__Work instruction 1__:
In the diabetes article, which country has the largest number of diabetics?
__Work instruction 2__:
Carry on the diabetes article from its final sentence.

__Page text__:
One in 12 of us has diabetes and 50% of people with diabetes don’t know they have it!
The recently published Diabetes Atlas by the International Diabetes Federation (IDF) estimates that world now has almost 400M diabetics, rising to approximately 600M by 2035. China leads with approximately 96M with India at number two with about 66M and the USA in third place with close to 26M! An even more alarming number is the percentage of the population deemed to be pre-diabetic. Treating diabetes and its consequences (strokes, blindness, amputations and kidney failure) has cost at least $600 billion globally in 2014!
Diabetes is caused by either the pancreas not producing enough insulin, or the cells of the body not responding properly to the insulin produced. There are three main types of diabetes:
- Type 1 diabetes, which results from the body’s failure to produce enough insulin. The cause is unknown. In the UK type 1 diabetics represent about 10% of the overall diabetics community.
- Type 2 diabetes begins with insulin resistance, a condition in which cells fail to respond to insulin properly. As the disease progresses a lack of insulin may also develop. The primary cause is excessive body weight and not enough exercise.

__Dataset entries__:
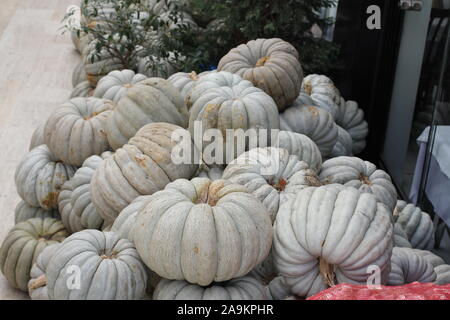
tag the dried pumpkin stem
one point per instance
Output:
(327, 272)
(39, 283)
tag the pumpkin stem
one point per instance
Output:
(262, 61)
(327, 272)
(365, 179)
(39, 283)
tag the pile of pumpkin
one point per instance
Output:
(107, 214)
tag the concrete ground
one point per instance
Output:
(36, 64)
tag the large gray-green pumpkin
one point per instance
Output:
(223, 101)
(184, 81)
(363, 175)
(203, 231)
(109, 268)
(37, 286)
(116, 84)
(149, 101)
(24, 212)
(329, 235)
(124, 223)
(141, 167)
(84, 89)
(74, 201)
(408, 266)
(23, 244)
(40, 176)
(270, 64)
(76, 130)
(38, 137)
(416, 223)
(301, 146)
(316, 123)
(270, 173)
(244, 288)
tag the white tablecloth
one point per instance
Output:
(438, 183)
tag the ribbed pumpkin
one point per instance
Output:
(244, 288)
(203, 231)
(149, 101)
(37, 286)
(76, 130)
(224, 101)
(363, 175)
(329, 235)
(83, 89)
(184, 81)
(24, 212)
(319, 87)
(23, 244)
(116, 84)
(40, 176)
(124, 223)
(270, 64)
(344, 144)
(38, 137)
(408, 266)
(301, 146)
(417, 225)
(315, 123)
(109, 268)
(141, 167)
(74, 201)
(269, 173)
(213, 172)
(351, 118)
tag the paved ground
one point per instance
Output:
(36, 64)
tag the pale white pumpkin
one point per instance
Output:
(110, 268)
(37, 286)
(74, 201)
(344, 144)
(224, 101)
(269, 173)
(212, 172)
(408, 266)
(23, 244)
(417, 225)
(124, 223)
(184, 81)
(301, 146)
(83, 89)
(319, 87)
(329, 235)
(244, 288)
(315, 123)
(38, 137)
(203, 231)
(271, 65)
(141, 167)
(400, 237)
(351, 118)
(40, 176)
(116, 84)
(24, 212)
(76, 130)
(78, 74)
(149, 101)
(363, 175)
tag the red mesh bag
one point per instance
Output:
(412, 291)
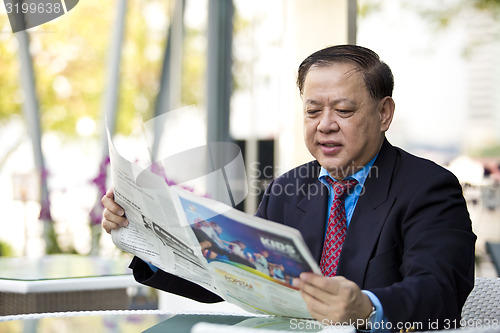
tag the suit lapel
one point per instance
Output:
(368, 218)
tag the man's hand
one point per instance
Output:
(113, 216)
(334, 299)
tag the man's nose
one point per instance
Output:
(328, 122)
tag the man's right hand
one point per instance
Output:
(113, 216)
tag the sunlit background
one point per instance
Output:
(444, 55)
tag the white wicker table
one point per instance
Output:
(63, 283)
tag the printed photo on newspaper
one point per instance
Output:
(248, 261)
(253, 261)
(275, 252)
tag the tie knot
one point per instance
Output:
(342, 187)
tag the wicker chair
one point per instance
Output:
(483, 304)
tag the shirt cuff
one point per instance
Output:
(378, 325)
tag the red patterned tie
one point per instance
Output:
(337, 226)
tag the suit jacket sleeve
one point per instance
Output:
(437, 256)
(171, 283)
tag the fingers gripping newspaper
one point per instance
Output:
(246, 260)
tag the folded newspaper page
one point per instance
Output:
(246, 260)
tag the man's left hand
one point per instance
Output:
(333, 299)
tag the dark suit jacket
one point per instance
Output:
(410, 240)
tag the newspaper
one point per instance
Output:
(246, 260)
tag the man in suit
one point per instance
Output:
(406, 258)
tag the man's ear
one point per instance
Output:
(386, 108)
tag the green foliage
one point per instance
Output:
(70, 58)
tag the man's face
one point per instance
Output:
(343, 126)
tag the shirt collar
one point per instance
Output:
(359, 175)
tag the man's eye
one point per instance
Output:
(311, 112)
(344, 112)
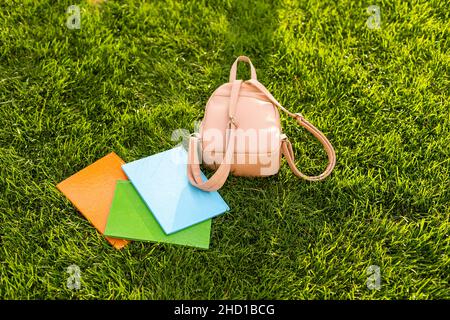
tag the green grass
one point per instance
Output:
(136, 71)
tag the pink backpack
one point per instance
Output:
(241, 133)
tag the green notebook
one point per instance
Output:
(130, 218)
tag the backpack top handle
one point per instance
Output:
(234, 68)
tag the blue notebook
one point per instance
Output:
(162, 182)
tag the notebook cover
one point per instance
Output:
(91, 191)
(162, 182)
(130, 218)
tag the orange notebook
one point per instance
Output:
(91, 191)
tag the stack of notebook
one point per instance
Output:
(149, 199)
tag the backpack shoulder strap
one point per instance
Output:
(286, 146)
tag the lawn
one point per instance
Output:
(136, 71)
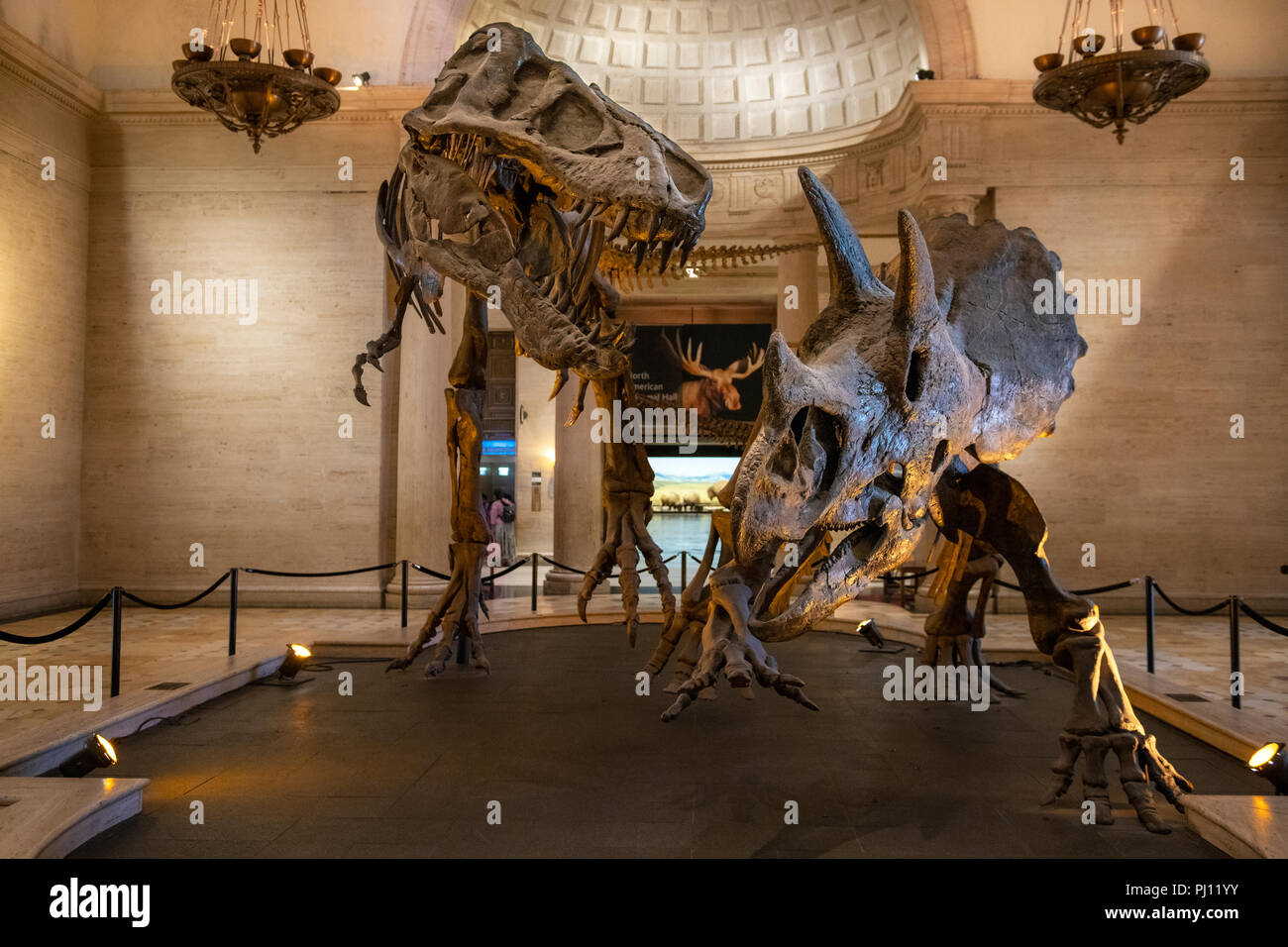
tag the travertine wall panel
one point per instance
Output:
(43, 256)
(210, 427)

__Expected answer 1__:
China, with approximately 96 million.

__Expected answer 2__:
- Gestational diabetes, is the third main form and occurs when pregnant women without a previous history of diabetes develop a high blood glucose level.
Medical advances to date have seen the invention of pharmaceutical products such as man-made insulin, to overcome the lack of insulin produced by the body, which is usually self-injected by the diabetic.
Technology and science advances, such as in the field of regenerative medicine, could create further revolutionary options for diabetics.
- Last month, researchers at Harvard University published a paper where they announced that they had created insulin-producing cells, derived from stem cells, in their laboratory and had done so in the massive numbers needed to allow the cells to be transferred into a diabetic patient. The researchers have also been successful in preventing the human body immune system from destroying these implanted cells.
- This week, scientists in Israel have developed an implantable bio-artificial pancreas has started clinical trials. This artificial pancreas has been implanted in eight diabetic patients where it will simulate and emulate the functionality of the pancreas, which should enable these patients to no longer worry about insulin injections and glucose levels and be able to eat what they want.
These are exciting new developments destined primarily for Type 1 diabetes patients. Some of these new solutions could also help those type 2 diabetics who are dependent on insulin injections.
We should however not lose from sight that the “best cure” for the most prevalent type of diabetes remains preventing the causes through better management of our lifestyles and diets.